__Enunciado del ejercicio__
Copia el fragmento del texto sobre el betunero de Montefrío que va de "El Día de los" a "ha dejado también." y sustituye en él "betunero" por "lustrabotas".

__Documento__
-.-.-

El Día de los Muertos, de visita en el cementerio, me enteré de que había muerto José Fajardo Jiménez. Dicho así, prácticamente nadie sabrá de quién se trata; por los apellidos se supondrá que era un gitano. Pero si lo identifico con el nombre con que lo llamaban en el pueblo, creo que todos los vecinos sabrán quién es. Ha muerto “Ron”; ha muerto un personaje singular, histórico, de Montefrío. El último betunero que quedaba como representación de aquellos oficios históricos, humildes, ya perdidos casi todos, de la España del subdesarrollo, de la España del hambre y la miseria. De los limpiabotas de la posguerra: “El Gafas”, “El de la Lareda”, “Culebras” y “Ron”, sólo quedaba él, y ya nos ha dejado también.
La imagen de “Ron” paseando últimamente con gran dificultad por la plaza, con el Parkinson a cuestas, me causaba una gran tristeza. Porque me pasaba por la memoria a gran velocidad, como un flash, la historia de su vida y sus anécdotas por la Plaza, años cincuenta-sesenta, deambulando con el cajón en la mano y la banqueta bajo el brazo, buscando un señorico ante quien arrodillarse para hacerle una limpieza por la voluntad, demostrándole su maestría cambiando el cepillo de una mano a otra con ritmo y sonido a gran velocidad y lanzándolo dando volteretas al aire, para después corresponder con una amplia y sincera sonrisa de boca abierta, mirándole hacia arriba, porque siempre ha estado abajo, a la cara, con humildad y gratitud, pero sin complejos. Siempre nos hemos tenido afecto, pues pertenecía a la familia de la Plaza, y se mostraba agradecido con cualquier muestra de cariño.

-.-.-

__Datos proporcionados__
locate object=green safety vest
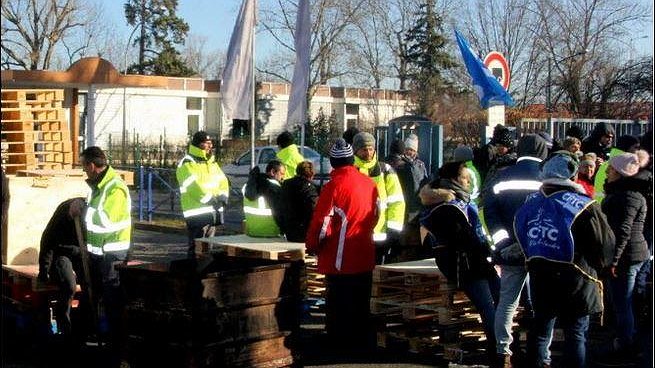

-.-.-

__Solución de la tarea__
El Día de los Muertos, de visita en el cementerio, me enteré de que había muerto José Fajardo Jiménez. Dicho así, prácticamente nadie sabrá de quién se trata; por los apellidos se supondrá que era un gitano. Pero si lo identifico con el nombre con que lo llamaban en el pueblo, creo que todos los vecinos sabrán quién es. Ha muerto “Ron”; ha muerto un personaje singular, histórico, de Montefrío. El último lustrabotas que quedaba como representación de aquellos oficios históricos, humildes, ya perdidos casi todos, de la España del subdesarrollo, de la España del hambre y la miseria. De los limpiabotas de la posguerra: “El Gafas”, “El de la Lareda”, “Culebras” y “Ron”, sólo quedaba él, y ya nos ha dejado también.